■ Instruções e requisitos: No bloco de texto, o trecho "Estar na margem" define o Viandante. Segundo esse trecho, o que o Viandante descobriu?

■ Bloco de texto:
"""
Poemas do Viandante (509)

Georgia O'keeffe - Black Cross, New Mexico (1929)

509. No centro da escuridão

No centro da escuridão
desenho a luz.

E com ela ilumino
as minhas palavras.

Sílabas incendiadas
no meio da tormenta.

Letras de água e fogo,
uma flor na cruz.

terça-feira, 26 de maio de 2015

Estar na margem

Henri Rousseau - Nas margens do Oise (1908)

Estar na margem não é ser marginal. Estar na margem não é ser excluído. A margem não é um destino terrível para todos os seres humanos, só para aqueles que sonham estar no centro do palco. Viandante é aquele que descobriu que não há diferença entre a margem e o centro. Para ele, todos os centros são periferias e todas as margens, o centro do ser.

segunda-feira, 25 de maio de 2015

A leve alteração

Joan Hernández Pijoan - Cinco espaços dourados (1976)

As lentas e imperceptíveis metamorfoses do espaço exigem um espírito aberto para a diferença. O que significa isto? Significa que a vida espiritual não é uma abstracção mas um exercício contínuo de abertura e atenção ao diferente. Não apenas à diferença ostensiva que nos fere o olhar, mas também à leve gradação que simboliza a liberdade do espírito. O divino não se manifesta só na radical alteridade. Também na leve alteração habitam os deuses.

domingo, 24 de maio de 2015

Um naufrágio

Henri Edmond Delacroix Cross - O naufrágio (1907)

Um súbito pensamento levou-o para o mar, embarcou incauto para o grande naufrágio, para o lugar onde a morte e a ressurreição marcaram encontro, o decisivo encontro da sua vida. Não sabia o que acontecera, mas mergulhara uma e outra vez nas águas tempestuosas do oceano. A primeira, trémulo de medo, sentiu-se envolvido num turbilhão que parecia não acabar. A segunda, como se submergisse na tranquilidade benévola do regaço infinito de Deus. Olhou-O, na face. Morreria? Ao emergir, descobriu-se ressurrecto. Sabia agora o grande segredo da vida e entregava-se, sem resistência, à dança da morte. De súbito, uma mão aproximou-se e puxou-o das águas. Ouviu vozes e tudo em si se desvaneceu. Foi o que ele me disse. 

sábado, 23 de maio de 2015

Haikai do Viandante (233)

JCM - Colour Dreams (2014)

irrompe a lua
no frio céu azul da tarde
o deus que te aguarda

sexta-feira, 22 de maio de 2015

Uma pequena luz

JCM - Black & White Dreams, Valladolid (2006)

A luz afunda-se no oceano e deixa a noite crescer dentro da cidade. Então ele anoitece pelas praças e vielas, espera, como uma promessa, o regresso daquilo que o ilumina, o chama para a vida, o visita mesmo se dorme. Quando a noite é mais negra, ainda uma pequena luz bruxuleante fulgura no fundo do seu coração. Abre os olhos, e ela ali está. Despida. Então ele soletra-lhe o nome e estende-lhe a mão, sente a pele deslizar-lhe sob os dedos. Deseja-a. Ela sorri. Todo o seu corpo freme e o olhar cintila. É a luz que o ilumina, a voz que o ergue da morte e o ressuscita para a eternidade de cada dia. Desperto, descobre-se só, mas a luz arde ainda num lugar secreto, no fundo silencioso da caverna da sua consciência.
"""
■ Informação fornecida:
"""
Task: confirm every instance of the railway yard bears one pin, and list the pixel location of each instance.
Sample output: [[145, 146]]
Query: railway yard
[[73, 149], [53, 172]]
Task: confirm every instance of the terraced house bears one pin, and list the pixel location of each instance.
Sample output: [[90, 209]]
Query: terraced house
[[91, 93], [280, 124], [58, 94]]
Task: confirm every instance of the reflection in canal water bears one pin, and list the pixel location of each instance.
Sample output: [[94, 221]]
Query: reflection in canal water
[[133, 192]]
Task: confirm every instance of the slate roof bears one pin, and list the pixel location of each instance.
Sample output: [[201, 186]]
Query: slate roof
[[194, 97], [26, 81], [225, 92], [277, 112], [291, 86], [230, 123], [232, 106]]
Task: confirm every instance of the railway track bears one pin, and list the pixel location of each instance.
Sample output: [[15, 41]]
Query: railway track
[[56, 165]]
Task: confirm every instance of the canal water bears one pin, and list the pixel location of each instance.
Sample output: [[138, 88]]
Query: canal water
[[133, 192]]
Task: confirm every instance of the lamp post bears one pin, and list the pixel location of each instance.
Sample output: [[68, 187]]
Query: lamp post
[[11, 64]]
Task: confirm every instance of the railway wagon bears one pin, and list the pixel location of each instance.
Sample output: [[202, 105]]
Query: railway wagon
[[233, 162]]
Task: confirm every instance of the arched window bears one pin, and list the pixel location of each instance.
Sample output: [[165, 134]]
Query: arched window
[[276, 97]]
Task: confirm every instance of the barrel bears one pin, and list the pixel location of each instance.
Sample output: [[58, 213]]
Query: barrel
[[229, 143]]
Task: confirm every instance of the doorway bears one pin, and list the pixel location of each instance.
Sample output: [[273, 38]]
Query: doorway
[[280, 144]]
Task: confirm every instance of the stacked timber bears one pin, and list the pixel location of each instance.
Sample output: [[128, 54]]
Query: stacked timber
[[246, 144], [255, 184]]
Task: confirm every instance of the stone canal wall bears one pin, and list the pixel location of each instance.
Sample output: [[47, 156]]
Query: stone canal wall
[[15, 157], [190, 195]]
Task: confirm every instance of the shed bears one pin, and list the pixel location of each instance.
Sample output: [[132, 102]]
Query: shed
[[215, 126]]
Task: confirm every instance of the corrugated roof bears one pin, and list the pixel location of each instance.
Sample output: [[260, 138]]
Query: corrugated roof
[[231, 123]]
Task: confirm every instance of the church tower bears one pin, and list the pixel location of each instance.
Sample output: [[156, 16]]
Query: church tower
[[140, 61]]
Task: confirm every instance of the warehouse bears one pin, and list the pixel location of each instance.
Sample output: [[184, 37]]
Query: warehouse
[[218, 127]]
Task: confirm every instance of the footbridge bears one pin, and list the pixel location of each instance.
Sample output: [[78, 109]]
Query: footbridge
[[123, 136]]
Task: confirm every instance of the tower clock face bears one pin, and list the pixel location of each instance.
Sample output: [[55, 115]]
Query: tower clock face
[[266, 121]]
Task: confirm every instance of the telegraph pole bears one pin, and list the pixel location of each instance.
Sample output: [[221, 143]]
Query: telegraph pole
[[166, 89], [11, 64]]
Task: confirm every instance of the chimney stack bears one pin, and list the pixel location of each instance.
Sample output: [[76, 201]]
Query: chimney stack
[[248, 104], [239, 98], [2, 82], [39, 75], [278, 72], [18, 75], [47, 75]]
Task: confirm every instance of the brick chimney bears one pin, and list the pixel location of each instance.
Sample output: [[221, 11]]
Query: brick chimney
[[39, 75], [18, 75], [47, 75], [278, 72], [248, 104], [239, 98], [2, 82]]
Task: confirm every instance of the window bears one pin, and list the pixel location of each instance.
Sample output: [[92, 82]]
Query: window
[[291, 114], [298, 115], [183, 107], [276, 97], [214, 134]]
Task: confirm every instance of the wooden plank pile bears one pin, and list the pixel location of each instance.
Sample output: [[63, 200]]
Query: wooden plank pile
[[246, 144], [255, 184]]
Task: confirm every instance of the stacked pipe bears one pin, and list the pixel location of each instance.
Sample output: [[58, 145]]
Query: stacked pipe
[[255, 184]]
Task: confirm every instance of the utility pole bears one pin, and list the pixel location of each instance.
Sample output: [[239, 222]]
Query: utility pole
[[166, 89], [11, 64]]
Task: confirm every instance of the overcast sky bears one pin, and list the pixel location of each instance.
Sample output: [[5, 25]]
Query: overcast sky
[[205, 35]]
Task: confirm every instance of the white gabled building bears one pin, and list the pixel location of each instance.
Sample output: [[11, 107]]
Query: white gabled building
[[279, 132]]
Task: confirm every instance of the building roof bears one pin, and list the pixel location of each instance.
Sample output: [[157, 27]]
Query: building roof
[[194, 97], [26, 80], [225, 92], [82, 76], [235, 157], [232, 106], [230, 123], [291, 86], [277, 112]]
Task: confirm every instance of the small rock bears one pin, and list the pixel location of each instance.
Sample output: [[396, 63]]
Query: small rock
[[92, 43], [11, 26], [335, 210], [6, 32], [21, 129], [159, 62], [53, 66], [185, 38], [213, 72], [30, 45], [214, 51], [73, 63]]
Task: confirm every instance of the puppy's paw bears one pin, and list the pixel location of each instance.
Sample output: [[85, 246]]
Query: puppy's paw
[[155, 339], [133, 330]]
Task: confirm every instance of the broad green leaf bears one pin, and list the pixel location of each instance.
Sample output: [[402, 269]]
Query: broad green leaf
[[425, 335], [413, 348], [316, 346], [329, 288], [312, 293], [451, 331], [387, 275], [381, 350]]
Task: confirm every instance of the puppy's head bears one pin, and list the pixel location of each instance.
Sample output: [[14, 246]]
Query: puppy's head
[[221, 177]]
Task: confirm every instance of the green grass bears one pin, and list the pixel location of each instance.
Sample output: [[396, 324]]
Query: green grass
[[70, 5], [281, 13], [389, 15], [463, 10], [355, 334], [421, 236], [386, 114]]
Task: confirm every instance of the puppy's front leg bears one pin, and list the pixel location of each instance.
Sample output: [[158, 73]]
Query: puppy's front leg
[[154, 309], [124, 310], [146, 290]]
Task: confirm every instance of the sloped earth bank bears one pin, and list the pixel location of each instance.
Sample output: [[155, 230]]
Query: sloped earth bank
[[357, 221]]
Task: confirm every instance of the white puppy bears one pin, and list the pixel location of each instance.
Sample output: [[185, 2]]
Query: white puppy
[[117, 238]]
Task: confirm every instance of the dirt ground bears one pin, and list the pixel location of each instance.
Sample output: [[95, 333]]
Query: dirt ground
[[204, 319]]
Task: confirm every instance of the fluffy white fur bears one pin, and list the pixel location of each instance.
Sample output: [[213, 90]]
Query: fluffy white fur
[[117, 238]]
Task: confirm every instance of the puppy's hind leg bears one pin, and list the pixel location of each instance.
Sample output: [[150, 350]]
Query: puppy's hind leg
"""
■ Solução do problema: Descobriu que não há diferença entre a margem e o centro.